##### Supplied material #####
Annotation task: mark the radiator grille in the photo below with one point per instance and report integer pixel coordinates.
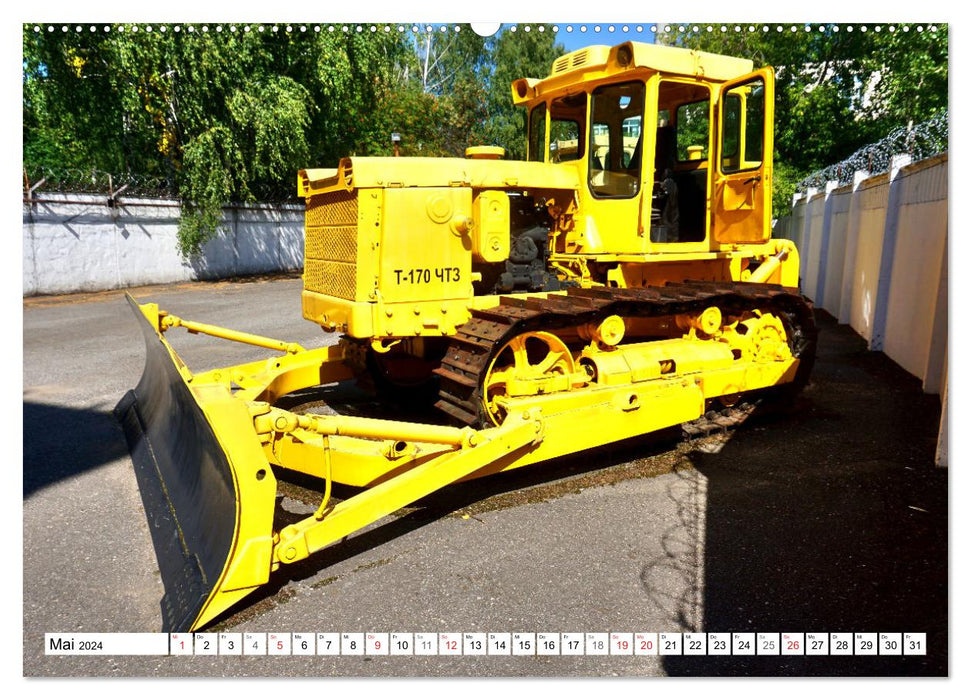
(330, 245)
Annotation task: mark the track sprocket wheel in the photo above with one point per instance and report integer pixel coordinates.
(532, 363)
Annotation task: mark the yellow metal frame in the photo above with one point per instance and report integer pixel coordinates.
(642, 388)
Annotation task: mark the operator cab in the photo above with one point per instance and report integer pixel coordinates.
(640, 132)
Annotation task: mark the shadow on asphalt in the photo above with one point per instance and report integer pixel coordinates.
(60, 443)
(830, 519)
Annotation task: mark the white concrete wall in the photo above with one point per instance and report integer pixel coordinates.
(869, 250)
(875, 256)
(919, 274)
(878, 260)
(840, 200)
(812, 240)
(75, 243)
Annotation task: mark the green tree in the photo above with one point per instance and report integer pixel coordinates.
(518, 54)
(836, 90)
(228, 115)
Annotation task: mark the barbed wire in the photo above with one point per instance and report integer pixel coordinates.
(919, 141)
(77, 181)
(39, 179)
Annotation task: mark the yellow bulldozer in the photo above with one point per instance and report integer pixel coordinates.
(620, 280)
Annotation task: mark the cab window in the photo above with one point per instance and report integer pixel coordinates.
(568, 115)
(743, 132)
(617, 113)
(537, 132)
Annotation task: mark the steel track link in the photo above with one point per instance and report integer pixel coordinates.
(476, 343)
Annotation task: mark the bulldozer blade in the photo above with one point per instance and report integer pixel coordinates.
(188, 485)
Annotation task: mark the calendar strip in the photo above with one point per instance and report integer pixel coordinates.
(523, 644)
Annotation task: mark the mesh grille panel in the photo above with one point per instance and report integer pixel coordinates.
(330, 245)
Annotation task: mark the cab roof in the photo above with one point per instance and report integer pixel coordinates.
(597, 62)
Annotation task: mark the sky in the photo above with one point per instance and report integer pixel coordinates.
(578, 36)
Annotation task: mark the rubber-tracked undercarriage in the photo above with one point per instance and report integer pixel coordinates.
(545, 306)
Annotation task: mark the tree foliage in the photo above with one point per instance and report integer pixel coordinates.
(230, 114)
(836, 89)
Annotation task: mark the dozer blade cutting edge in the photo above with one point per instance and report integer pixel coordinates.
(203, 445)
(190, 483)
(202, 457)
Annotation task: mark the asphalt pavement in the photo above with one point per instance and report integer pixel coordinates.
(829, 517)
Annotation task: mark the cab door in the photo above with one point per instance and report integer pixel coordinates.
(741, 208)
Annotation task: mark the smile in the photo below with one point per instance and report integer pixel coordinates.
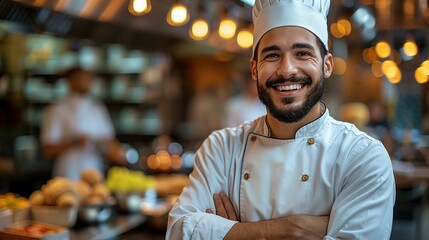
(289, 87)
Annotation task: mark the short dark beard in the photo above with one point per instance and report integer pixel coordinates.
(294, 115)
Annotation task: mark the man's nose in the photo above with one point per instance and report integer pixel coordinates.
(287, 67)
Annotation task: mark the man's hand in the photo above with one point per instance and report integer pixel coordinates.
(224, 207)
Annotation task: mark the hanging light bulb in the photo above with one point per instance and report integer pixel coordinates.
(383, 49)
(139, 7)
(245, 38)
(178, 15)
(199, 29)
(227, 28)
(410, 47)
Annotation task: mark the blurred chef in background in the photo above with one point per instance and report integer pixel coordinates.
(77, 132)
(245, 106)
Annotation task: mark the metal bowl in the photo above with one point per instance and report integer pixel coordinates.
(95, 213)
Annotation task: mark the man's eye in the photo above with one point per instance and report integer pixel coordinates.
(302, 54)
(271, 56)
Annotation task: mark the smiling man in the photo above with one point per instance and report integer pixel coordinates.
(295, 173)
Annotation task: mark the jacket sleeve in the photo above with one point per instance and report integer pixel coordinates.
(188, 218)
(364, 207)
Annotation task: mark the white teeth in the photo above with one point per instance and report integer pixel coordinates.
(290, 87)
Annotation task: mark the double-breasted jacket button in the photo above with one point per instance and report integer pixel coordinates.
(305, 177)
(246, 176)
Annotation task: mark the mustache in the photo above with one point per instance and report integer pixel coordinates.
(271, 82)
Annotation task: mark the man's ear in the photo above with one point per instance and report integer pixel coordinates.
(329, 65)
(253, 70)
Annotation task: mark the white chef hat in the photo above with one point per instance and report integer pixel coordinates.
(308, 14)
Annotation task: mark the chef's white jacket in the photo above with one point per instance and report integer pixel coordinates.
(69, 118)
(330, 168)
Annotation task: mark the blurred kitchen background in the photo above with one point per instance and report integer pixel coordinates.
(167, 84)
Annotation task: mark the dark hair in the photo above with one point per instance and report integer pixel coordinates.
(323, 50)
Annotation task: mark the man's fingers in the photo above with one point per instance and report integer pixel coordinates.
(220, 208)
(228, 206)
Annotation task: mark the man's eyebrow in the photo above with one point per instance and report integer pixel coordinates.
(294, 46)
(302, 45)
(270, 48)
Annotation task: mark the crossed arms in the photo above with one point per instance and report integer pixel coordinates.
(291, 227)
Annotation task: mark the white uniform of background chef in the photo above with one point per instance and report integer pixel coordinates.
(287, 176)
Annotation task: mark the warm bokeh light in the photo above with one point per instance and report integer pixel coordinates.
#####
##### Supplied material #####
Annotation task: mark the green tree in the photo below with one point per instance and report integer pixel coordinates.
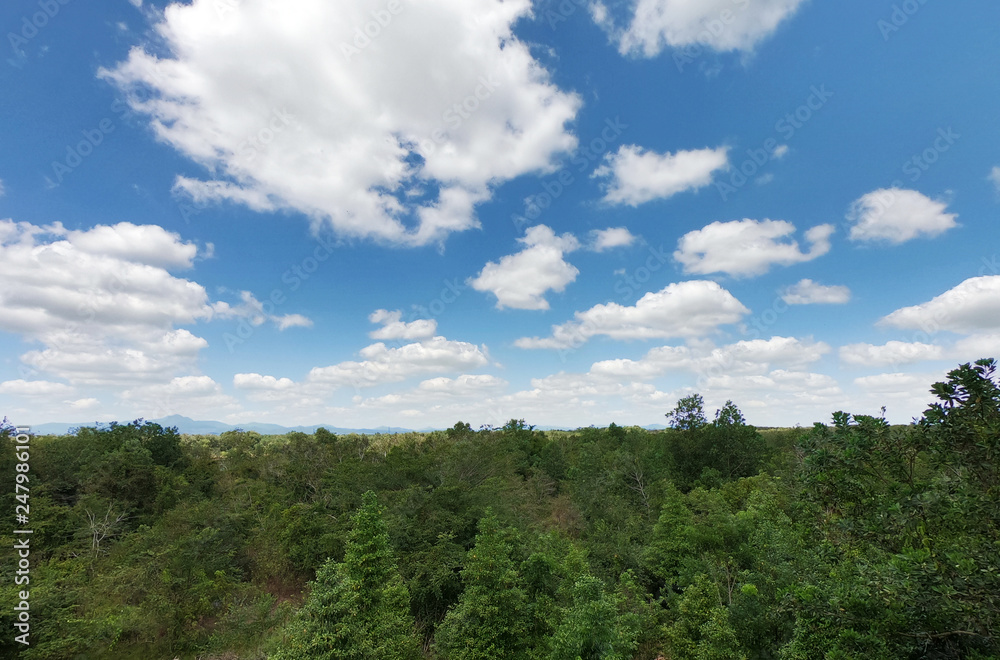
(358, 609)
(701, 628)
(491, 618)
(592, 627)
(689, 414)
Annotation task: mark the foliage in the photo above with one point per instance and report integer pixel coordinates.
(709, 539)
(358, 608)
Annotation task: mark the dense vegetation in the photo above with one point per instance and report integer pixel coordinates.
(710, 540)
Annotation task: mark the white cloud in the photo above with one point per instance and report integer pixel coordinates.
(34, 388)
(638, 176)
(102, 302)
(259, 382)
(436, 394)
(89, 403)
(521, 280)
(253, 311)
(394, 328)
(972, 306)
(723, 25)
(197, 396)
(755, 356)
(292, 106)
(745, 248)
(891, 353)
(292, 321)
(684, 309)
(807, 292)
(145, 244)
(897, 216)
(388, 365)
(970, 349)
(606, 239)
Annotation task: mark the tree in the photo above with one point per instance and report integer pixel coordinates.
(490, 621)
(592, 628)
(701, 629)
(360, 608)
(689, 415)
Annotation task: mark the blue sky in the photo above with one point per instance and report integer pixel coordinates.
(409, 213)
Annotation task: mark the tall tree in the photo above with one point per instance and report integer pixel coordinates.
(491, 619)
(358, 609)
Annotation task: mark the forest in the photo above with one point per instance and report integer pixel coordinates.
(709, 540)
#####
##### Supplied material #####
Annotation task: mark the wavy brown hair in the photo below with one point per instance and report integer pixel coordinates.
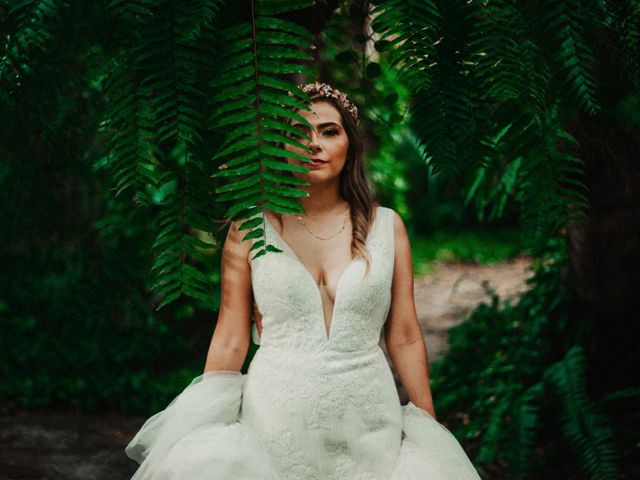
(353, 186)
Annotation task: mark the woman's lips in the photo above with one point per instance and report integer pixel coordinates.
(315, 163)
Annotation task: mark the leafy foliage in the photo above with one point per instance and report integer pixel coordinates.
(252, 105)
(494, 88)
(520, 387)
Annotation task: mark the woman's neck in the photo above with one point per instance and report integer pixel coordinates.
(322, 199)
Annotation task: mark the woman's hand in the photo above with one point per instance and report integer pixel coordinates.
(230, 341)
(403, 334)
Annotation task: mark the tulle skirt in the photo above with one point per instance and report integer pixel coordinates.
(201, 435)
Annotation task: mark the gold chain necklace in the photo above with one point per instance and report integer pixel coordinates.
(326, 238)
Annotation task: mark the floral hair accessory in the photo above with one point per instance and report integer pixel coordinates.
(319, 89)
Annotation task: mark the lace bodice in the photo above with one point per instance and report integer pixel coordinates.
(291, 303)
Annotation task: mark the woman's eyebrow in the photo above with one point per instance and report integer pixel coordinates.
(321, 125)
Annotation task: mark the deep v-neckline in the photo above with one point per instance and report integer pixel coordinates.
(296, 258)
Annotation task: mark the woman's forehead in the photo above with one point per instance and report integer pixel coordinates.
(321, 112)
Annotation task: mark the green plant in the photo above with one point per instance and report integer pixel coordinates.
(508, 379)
#####
● Exercise objective
Pull out every line of the records that contains the word "woman", and copy each one as it appears.

● Answer for the task
Annotation task: mark the woman's lips in the photo above with one point per instance and report integer pixel coordinates.
Annotation task: mark the woman's neck in the photo above with one point per instance and report integer pixel coordinates.
Annotation task: mark the woman's hand in the photo above with one point per instance and report integer pixel coordinates.
Annotation task: mark the woman's eyebrow in the photo above with one point per instance and report integer pixel coordinates.
Annotation task: mark the woman's forehead in the photo above with one point per instance and report integer pixel coordinates.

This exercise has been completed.